(SOURCE DOCUMENT)
She specializes in abstract art.

“Art ultimately is about the world but the world is too heavy if you try to carry it," she said. "Memory is an abstraction. Language is an abstraction. These are the mechanisms that we use to hold on to something that is not graspable."

 Hong's latest pour outside of the private studio.

PC: Maggie Pav
Hong's latest pour outside of the private studio. PC: Maggie Pavao

Hong creates paper pours, a practice rooted in traditional Chinese paper making.

Each project starts indoors with the inner bark of a mulberry tree, harvested before the first frost of the year.

Then the bark is cooked with ash and hand-beaten using mallets. The bark is mixed with dyes and water to form a gelatinous pulp, which is poured and dried beneath the sun, where it turns into paper.

It’s left to form outside, then another pour begins.

“When I’m making the paper I’m encircling the frame which is sitting out within the landscape, pouring sort of a mixture of ... wet materials into the frame as I walk," Hong said.

"I’m really thinking about circumambulation, which is a traditional Buddhist practice of walking around the sacred object or shrine as a form of devotion.”

This is a private and spiritual practice, Hong said.

“I’m thinking about my family, I’m thinking about god or gods," she said. "I’m also thinking about the paper as a physical body, where all of those external things are entering into the paper and kind of creating its own earth.”

The foundation has attracted a lot of artists. It’s hosted a Pulitzer winning composer, some creative writers, painters and others with work featured far and wide.

It’s pretty competitive to earn a residency at Tusen Takk. There’s two rounds of selecting applicants. The foundation uses a panel of arts professionals to inform who gets a residency. The average stay is four to eight weeks.

In fact, Hong was previously denied.

"I applied a couple times and didn’t get in," she said. "The first few times. But then I got in. And if any artists are listening don’t give up. Just keep going."

Assistant director Maggie Pavao, said applications have doubled since the foundation opened three years ago.

 Maggie Pavao, sssisant director of Tusen Takk.
(End SOURCE DOCUMENT)
(DATA TO EXAMINE)
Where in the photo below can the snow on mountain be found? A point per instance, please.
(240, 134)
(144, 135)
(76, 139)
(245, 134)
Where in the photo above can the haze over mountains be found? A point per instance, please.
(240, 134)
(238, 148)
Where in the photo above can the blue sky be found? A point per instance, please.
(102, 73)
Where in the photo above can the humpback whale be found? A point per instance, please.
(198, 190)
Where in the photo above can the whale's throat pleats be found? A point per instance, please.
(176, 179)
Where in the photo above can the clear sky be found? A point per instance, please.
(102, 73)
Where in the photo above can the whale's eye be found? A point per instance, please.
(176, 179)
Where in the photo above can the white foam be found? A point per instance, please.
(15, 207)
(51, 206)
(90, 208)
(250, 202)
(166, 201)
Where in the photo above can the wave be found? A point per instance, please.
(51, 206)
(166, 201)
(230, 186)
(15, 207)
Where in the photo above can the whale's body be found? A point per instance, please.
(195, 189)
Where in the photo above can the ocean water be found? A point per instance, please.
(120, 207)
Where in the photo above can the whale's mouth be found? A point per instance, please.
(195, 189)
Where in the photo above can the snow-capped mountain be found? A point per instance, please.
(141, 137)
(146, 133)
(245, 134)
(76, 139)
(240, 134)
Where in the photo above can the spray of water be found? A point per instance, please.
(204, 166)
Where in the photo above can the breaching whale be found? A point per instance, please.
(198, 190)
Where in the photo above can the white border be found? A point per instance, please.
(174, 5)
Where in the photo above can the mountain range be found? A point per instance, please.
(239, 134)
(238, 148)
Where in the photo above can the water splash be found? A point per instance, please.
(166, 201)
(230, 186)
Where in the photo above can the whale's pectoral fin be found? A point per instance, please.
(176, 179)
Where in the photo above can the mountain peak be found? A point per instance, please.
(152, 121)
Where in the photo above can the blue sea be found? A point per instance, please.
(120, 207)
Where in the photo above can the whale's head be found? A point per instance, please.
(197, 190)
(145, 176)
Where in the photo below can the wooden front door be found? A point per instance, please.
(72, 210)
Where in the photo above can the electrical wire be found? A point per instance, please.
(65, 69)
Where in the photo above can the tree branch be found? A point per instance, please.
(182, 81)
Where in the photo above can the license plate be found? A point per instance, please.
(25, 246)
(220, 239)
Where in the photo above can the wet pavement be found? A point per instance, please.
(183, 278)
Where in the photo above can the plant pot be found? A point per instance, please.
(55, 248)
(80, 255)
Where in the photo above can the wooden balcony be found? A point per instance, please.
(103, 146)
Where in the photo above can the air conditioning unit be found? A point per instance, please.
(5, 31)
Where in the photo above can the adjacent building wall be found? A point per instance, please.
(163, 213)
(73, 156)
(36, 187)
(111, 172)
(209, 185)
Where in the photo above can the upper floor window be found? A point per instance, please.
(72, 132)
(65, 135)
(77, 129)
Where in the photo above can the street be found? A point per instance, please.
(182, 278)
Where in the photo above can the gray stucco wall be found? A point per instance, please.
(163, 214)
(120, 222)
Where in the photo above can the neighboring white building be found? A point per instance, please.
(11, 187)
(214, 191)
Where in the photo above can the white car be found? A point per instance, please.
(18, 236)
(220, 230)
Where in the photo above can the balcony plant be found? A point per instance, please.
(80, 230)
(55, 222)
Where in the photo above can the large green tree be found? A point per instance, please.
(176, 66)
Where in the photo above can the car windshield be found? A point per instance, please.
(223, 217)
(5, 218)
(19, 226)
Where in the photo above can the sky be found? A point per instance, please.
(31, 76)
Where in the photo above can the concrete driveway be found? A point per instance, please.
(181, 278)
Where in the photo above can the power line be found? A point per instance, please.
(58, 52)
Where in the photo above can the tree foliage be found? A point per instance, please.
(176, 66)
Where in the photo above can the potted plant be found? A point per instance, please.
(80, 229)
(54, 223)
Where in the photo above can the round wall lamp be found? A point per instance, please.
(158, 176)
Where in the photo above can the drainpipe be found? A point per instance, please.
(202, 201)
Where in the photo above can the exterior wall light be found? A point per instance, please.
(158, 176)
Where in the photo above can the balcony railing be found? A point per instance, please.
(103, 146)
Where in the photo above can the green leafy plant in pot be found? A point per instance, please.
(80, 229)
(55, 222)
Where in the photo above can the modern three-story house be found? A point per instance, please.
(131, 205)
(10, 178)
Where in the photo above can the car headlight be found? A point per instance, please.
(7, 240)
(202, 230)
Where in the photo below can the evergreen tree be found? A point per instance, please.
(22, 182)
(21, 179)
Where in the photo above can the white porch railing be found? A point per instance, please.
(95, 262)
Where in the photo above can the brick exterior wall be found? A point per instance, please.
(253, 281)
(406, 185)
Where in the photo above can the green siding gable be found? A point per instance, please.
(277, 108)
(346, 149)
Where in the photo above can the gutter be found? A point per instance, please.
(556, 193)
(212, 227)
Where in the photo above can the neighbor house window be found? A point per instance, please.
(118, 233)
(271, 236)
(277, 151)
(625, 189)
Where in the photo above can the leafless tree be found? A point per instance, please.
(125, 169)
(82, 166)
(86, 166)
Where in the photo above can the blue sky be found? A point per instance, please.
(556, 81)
(End DATA TO EXAMINE)
- [REQUIRED ACTIONS]
• 1. According to the article about Hong, why does she walk around the frame while pouring the paper pulp? Answer in one to three sentences.
• 2. Continue the article about Hong from where it stops.
The records have nothing to do with the text.

- [ANSWERS FOR EACH ITEM]
• 1. As she walks around the frame pouring, Hong is thinking about circumambulation. It is a traditional Buddhist practice of walking around a sacred object or shrine as a form of devotion.

• 2.
PC: Tyler Thomp
Maggie Pavao, assistant director of Tusen Takk. PC: Tyler Thompson

“It does come down to who’s ultimately the best fit for
the facilities that we have and who wants to make use of such a dedicated time,” Pavao said. 

Artists have unfettered access to the private studios, 24 hours a day, seven days a week, and they’re free to use the space as they see fit.

Pavao, who's worked with artists in New York City, said Tusen Takk is different in that way.

“Most residences are communal, they’re like MacDowell or Yaddo where there’s 50 artists at a time," she said. "There are no social obligations or community dinners -some artists come here and they find a freedom and time that’s totally yours.”

But for Hong, this is about more than just solitude. The trip to northern Michigan kind of brings her work and journey full circle, back to the Midwest.

Hong was born in China, and then her family moved to North Dakota when she was 10, and lived there for five or six years.

“And that was really formative to my history and my family’s history, she said. "But I haven’t really had a chance to come back to this area and to make work here.”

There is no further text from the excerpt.